*Reading passage*

━━━━━━━━━━━━━━━━━━━━

Noz gave an excellent example of how adaptive content can be put to good use: he described how we he had arrived in Utrecht in the Netherlands after a long flight, “checked in” to Utrecht on Facebook, and then Facebook suggested to him 3 open restaurants, including cuisine type and walking distance relative to his current position. He felt like thanking Facebook for these ads — which obviously is a rare thing, to be grateful for ads!

Finally, a wonderful quote from Noz Urbina that captures the essence of content modeling:

How descriptive do we make it without making it restrictive?

If it isn’t clear by now — go listen to that podcast! It’s well worth the 38 minutes of listening. I only captured a few of the interesting points, to get more people interested and excited.1

What about adaptive & intelligent content in Drupal 8?

First, see my closely related article Drupal 8: best authoring experience for structured content?.

━━━━━━━━━━━━━━━━━━━━

*Records*
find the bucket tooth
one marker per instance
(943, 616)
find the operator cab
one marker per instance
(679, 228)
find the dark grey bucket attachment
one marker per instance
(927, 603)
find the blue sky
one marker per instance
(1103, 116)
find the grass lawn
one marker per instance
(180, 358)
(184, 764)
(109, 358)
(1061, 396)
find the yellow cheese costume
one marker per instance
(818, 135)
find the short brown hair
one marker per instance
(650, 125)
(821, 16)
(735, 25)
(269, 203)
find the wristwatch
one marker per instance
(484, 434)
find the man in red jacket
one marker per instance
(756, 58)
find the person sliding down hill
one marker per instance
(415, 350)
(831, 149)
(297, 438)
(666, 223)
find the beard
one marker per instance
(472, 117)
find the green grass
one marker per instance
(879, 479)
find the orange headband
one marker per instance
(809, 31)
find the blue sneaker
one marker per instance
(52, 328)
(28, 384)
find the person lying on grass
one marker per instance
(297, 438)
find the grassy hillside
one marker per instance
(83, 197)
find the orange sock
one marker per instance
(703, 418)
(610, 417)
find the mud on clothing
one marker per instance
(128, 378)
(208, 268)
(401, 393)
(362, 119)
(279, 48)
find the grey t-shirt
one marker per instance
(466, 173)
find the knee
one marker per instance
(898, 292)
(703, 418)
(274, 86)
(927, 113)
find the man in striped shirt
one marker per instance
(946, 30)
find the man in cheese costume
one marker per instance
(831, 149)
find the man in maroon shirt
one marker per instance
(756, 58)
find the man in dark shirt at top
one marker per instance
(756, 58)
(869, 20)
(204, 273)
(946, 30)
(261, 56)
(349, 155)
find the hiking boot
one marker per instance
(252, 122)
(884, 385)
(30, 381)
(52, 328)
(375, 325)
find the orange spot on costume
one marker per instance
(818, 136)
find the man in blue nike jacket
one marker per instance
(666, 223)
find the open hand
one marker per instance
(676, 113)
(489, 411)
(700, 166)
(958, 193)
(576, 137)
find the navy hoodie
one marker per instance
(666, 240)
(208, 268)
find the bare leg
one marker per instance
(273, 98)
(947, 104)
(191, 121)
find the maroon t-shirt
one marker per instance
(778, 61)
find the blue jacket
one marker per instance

━━━━━━━━━━━━━━━━━━━━

*Written task*
In the passage on adaptive content above, find the following:
(a) How many restaurants did Facebook suggest after the check-in to Utrecht, and what details came with them?
(b) What question does the quote from Noz Urbina ask?
(c) How many minutes of listening does the podcast take?

*Full solution*
(a) Three open restaurants, with their cuisine type and walking distance from his current position.
(b) "How descriptive do we make it without making it restrictive?"
(c) 38 minutes.